Stored items:
■ ■ ■ ■

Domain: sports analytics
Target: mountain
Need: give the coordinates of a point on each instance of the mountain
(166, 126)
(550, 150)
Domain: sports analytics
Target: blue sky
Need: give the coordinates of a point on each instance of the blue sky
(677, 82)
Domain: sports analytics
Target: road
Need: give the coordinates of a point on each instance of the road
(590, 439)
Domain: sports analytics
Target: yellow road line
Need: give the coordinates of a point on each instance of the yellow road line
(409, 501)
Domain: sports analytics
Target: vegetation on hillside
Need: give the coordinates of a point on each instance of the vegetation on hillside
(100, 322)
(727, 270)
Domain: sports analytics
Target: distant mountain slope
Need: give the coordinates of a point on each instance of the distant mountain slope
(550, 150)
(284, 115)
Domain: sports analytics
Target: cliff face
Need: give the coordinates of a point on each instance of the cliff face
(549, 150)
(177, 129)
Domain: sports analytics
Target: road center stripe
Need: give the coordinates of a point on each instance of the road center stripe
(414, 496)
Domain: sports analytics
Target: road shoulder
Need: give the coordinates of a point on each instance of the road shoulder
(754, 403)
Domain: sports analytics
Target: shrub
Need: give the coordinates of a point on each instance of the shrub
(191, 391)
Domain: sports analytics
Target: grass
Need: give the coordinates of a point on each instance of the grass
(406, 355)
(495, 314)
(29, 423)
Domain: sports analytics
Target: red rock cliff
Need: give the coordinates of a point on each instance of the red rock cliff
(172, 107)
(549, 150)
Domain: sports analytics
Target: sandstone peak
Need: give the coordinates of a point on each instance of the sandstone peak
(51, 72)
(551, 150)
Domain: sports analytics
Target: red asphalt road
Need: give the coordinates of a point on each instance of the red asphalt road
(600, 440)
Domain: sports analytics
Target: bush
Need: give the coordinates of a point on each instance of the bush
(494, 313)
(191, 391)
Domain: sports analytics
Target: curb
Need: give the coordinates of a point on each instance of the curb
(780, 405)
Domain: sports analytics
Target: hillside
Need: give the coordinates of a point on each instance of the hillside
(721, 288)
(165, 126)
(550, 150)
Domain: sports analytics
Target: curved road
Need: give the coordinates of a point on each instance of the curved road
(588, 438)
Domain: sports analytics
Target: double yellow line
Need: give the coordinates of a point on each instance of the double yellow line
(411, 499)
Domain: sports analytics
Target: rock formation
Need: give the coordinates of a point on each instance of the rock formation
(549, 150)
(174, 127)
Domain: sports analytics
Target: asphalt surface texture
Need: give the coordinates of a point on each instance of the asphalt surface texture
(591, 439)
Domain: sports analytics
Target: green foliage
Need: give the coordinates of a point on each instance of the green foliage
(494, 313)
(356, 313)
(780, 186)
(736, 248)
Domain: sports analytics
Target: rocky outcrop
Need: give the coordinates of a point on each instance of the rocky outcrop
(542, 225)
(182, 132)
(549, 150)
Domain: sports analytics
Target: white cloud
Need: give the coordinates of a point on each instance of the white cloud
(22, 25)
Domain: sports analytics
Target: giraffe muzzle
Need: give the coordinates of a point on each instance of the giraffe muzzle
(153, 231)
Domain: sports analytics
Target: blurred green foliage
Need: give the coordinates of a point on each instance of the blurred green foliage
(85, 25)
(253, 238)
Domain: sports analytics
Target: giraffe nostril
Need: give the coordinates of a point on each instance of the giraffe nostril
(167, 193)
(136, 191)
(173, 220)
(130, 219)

■ ■ ■ ■

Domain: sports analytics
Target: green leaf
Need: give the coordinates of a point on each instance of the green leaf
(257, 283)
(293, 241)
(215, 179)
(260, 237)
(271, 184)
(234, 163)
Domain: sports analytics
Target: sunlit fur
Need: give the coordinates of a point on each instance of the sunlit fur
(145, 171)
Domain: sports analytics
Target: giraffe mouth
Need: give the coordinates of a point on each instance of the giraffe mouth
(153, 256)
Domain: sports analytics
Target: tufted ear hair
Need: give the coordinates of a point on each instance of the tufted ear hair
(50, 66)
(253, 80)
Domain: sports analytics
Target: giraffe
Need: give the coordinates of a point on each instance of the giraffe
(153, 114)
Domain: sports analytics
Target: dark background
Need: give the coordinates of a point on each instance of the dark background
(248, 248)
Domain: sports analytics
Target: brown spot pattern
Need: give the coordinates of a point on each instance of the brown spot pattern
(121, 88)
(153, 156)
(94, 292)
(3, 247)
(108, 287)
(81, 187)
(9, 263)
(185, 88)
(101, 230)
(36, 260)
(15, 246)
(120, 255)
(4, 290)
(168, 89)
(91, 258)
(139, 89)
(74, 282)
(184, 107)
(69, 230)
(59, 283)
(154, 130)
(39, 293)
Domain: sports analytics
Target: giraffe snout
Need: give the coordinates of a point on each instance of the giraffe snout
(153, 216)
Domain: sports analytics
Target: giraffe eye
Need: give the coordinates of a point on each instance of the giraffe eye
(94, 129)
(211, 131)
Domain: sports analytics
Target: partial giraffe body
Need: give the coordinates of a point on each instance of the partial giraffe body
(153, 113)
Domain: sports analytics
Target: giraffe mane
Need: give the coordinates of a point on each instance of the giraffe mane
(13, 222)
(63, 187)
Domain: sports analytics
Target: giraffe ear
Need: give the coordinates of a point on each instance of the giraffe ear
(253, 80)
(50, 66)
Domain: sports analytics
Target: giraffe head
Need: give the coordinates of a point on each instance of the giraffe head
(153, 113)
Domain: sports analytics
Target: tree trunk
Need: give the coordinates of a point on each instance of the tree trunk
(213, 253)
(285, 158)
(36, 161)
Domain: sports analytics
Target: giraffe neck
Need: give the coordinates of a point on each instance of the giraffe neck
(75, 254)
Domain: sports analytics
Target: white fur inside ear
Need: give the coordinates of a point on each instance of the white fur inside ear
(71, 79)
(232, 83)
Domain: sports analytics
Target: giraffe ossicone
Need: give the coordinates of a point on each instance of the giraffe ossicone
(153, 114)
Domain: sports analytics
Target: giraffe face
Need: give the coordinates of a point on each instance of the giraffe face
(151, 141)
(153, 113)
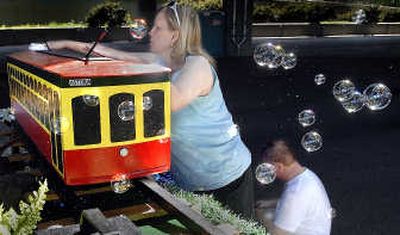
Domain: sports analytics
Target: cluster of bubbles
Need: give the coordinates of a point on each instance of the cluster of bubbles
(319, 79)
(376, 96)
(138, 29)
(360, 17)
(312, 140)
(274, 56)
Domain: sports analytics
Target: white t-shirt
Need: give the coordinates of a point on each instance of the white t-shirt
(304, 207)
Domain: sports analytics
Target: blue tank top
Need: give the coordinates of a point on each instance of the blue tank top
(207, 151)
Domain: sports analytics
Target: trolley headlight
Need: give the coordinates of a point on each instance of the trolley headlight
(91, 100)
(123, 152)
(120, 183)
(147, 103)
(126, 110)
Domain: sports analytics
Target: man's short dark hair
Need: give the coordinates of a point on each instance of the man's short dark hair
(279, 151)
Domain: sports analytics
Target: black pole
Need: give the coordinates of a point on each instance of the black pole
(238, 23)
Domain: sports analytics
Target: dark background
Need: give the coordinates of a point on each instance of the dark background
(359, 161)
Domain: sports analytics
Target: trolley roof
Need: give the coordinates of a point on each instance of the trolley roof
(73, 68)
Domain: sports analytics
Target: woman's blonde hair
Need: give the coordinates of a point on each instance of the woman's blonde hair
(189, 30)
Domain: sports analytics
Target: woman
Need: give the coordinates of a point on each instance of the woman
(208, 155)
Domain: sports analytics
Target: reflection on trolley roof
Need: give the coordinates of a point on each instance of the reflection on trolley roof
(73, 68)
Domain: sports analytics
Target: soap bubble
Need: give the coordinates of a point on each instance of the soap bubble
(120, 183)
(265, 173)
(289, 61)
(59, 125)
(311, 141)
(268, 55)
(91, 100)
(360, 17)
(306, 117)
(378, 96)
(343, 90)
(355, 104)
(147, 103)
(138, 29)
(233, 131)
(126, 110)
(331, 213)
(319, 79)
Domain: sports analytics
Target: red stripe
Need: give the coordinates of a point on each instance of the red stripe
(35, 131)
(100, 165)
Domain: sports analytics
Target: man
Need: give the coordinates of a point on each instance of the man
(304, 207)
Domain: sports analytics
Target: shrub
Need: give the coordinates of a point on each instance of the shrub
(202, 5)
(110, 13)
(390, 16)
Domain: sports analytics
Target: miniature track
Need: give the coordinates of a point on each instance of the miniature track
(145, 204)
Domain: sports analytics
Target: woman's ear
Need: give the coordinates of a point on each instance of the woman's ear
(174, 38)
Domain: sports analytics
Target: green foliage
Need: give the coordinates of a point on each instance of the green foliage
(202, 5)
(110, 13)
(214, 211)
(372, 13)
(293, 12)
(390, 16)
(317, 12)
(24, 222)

■ ■ ■ ■

Your task: Report every line in the entries that contains the string "neck", copying each one as it stands.

Answer below:
Target: giraffe neck
Need: give the coordinates of a point on each instance of the giraffe neck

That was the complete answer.